● Directions: Each record below should be output verbatim, without pictures.

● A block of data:

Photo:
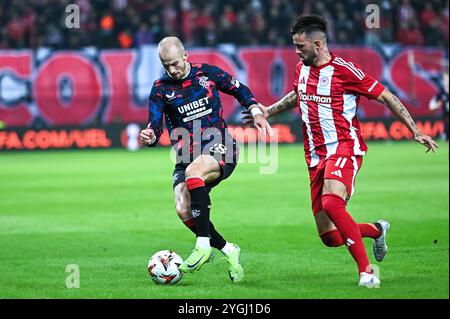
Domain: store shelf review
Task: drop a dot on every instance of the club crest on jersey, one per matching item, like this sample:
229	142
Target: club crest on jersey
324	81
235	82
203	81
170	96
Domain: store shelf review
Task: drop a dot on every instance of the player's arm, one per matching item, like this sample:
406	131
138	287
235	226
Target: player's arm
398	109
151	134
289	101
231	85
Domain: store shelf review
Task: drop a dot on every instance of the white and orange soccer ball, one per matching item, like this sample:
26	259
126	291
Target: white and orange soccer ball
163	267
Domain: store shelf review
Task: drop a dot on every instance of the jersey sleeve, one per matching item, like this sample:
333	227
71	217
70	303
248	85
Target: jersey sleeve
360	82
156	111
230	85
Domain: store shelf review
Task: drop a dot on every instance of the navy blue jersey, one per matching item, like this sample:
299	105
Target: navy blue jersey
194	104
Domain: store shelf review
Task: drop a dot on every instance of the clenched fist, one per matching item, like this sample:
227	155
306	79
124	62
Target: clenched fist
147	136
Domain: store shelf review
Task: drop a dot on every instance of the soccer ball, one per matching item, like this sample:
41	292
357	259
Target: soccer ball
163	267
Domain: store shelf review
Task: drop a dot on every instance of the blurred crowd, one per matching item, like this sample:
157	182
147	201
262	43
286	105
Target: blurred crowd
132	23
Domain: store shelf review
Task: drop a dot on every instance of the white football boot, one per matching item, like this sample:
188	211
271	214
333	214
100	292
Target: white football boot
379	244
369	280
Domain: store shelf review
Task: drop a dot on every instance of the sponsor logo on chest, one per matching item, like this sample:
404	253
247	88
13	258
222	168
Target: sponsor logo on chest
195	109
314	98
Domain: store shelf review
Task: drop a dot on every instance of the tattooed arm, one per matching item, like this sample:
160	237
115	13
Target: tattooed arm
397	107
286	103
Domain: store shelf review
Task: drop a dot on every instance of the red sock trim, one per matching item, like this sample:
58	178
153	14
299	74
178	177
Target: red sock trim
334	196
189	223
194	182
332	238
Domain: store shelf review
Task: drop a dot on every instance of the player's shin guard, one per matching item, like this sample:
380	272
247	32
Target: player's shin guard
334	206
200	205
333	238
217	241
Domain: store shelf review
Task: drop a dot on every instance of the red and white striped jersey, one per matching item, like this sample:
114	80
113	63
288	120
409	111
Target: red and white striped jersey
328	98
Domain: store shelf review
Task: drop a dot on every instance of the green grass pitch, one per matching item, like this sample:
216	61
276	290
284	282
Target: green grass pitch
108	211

● Output of the task:
Photo:
Domain: store shelf review
Task: drop a dot on every instance of the club crest on jersey, one per matching item, like this sample:
229	142
Target: club crest on jersey
324	81
235	82
203	81
170	96
Domain: store shelf review
Task: drop a dot on every instance of the player's arm, one per matching item, like this sample:
406	131
138	287
235	226
Target: player's arm
398	109
151	134
289	101
231	85
Domain: store shelf review
Task: drop a dot on every instance of the white and orange soccer ball, one per matching item, like this sample:
26	259
126	291
Target: white and orange soccer ball
163	267
Domain: store shelf review
Task: drop a dot on every instance of the jersey sleeve, one per matching item, like this sample:
333	227
71	217
70	303
248	85
Target: jersey sleeve
360	82
156	111
230	85
Domain: store shelf review
Task: drop a dot on every instance of the navy blue jersey, one per matching item, like this sample:
299	105
Target: navy blue jersey
194	104
Domain: store shelf review
Task: drop a dot on every instance of the clenched fist, one per matching item, like this sample:
227	155
306	79
124	62
Target: clenched fist
147	136
Domain: store shelf review
Task: drop a dot on every instance of the soccer ball, one per matching item, like this sample:
41	292
357	259
Target: soccer ball
163	267
Domain: store shelf review
Task: drop a dot on every instance of the blurred crowd, one per matching item, like this sample:
157	182
147	201
262	43
286	105
Target: blurred crowd
132	23
Domain: store shelf review
Task: drop a dot on every instance of the white football boot, one per matching item, like this sample:
188	211
271	214
333	214
100	292
Target: white football boot
379	244
369	280
Domain: store shelf review
Task: drop a dot on every instance of the sponsor logo on chest, one per matching item, like this sample:
404	253
247	88
13	258
222	168
Target: sponsor logo on chest
195	109
314	98
Domain: store shelf review
Task: drop a dot on every instance of the tattooed arm, one per matching item, like this sample:
160	237
115	13
Target: tattooed arm
397	107
286	103
Domain: store shelf review
Task: drop a dot on every instance of the red sock trim, one per matching item, like this sample:
58	178
153	14
299	74
178	177
Target: red sock trim
334	196
189	223
194	182
332	238
Domain: store shelf review
Task: drop a dot on every instance of the player's shin guard, one per matching item, like this sample:
380	272
247	32
Target: player's shin guard
334	206
200	205
333	238
217	241
Domain: store shelf review
Task: drop a dot on every instance of the red and white striped jersey, one per matching item, like this sample:
114	80
113	63
288	120
409	111
Target: red and white striped jersey
328	98
Domain: store shelf review
Task: drop a dot on every instance of the green grass pitch, one per matching item, like this sample:
216	61
276	290
284	282
Target: green grass pitch
108	211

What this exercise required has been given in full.